Conservatives often oppose progressive policies that are intended to help the poor. In many cases, conservatives are correct to oppose those initiatives, as government involvement in the economy often does more harm than good. But if conservatives were then to turn around and support government regulations that made it hard to build affordable apartments, even though those regulations reduced freedom and reduced economic growth, all because growth might inconvenience some affluent people who like things to always stay the same, then there are going to have to accept the fact that their motives will be questioned. (I say “some affluent people”, because I favor more density in Orange County.)
Isn’t the conservative view that higher minimum wages reduce freedom and economic growth? OK, but doesn’t zoning also reduce freedom and growth? Or is something else motivating conservative opposition to higher minimum wages?
I know why I oppose higher minimum wages, but I’m no longer confident I know why other conservatives do.
Of course many on the left oppose new low-density suburban developments. I also disagree with that view. So I’m not taking sides on the overall housing density debate, just the specific idea of relaxing zoning rules to allow greater density.
Some progressives have a vision for how people should live—densify. Some conservatives have a very different vision for how people should live—suburban sprawl. My vision is freedom.
PS. The American Conservative has an article by Charles Marohn that points to numerous federal regulations that have subsidized suburban sprawl. Stanley Kurtz mostly ignores those market distortions when he advocates a hands off approach by the federal government.
READER COMMENTS
Steve
Jul 20 2020 at 6:34pm
How do you conceptually think about existing landowners being harmed by a sudden change in zoning laws? If I bought a house in the suburbs, and then the zoning changes and they put up a high-rise apartment building across the street and drive my property value down, am I owed any compensation? Or do I just have to suck it up, sell my house for a loss, and leave? I bought my house understanding the existing rules and zoning regulations. Am I not owed anything in perpetuity if they suddenly change?
As a specific example in a different area, Colorado recently allowed all grocery stores to carry full strength wine and beer. Existing liquor stores paid for liquor licenses based on the laws at the time. I feel like – although reducing barriers to entry is a good thing – those business owners were kind of cheated out of some money via the fees they paid for a liquor license that is no longer worth as much revenue.
Does the same thing exist for homeowners re: zoning laws?
Alexander
Jul 20 2020 at 6:42pm
Good point. I would say how does this differ from most things? New tax laws can make previously lucrative investments no longer so or vice versa. Would you buy a muncipal bond if your tax rate was cut 40%?i everyone to be beholdent to people who made decisions long ago dispite these laws harming overall economic growth? I don’t see why the world should stop improving because some people sell carragies.
Lizard Man
Jul 20 2020 at 9:48pm
Property developers are only going to tear down existing buildings to put up something denser where they can make a profit. Buying lots that already have structures and that are contiguous is itself something that is quite expensive and time consuming. Then tearing down those buildings adds more cost to the project. And building taller and bigger generally costs more than building smaller structures. So developers are only going to build large, dense structures in areas with very high demand for housing, office, and retail space. So if a developer is a building a mixed use development next to your house, that is because your land is in really high demand and redevelopment of that land is profitable.

Required work. In the zoning commentary, what does the author name as their own vision for how people should live?

Excerpts from point annotation data.
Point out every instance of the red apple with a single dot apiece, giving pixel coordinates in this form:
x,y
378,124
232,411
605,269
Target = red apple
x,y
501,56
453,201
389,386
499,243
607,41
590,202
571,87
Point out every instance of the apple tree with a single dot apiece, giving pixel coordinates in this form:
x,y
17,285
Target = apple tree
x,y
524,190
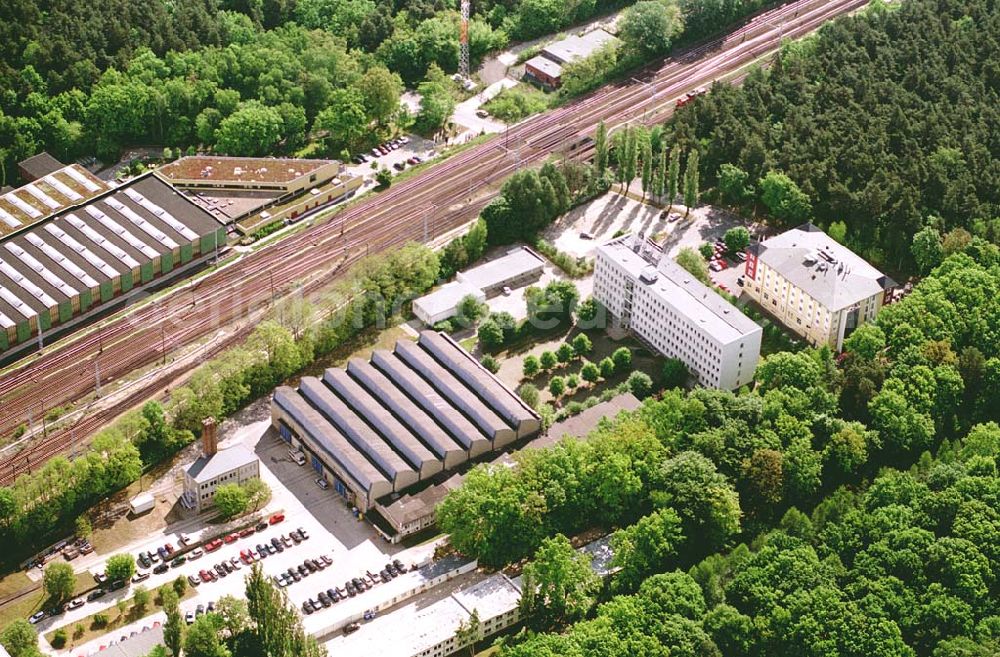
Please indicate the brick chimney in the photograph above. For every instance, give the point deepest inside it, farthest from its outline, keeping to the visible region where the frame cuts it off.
(209, 437)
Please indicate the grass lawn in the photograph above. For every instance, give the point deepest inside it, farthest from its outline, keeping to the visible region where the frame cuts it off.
(116, 619)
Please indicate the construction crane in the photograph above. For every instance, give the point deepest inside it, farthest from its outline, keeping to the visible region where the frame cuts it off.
(463, 40)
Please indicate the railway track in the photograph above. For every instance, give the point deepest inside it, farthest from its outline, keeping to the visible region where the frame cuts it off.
(444, 197)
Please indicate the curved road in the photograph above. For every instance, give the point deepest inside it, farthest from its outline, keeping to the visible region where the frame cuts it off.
(437, 201)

Final result. Freedom.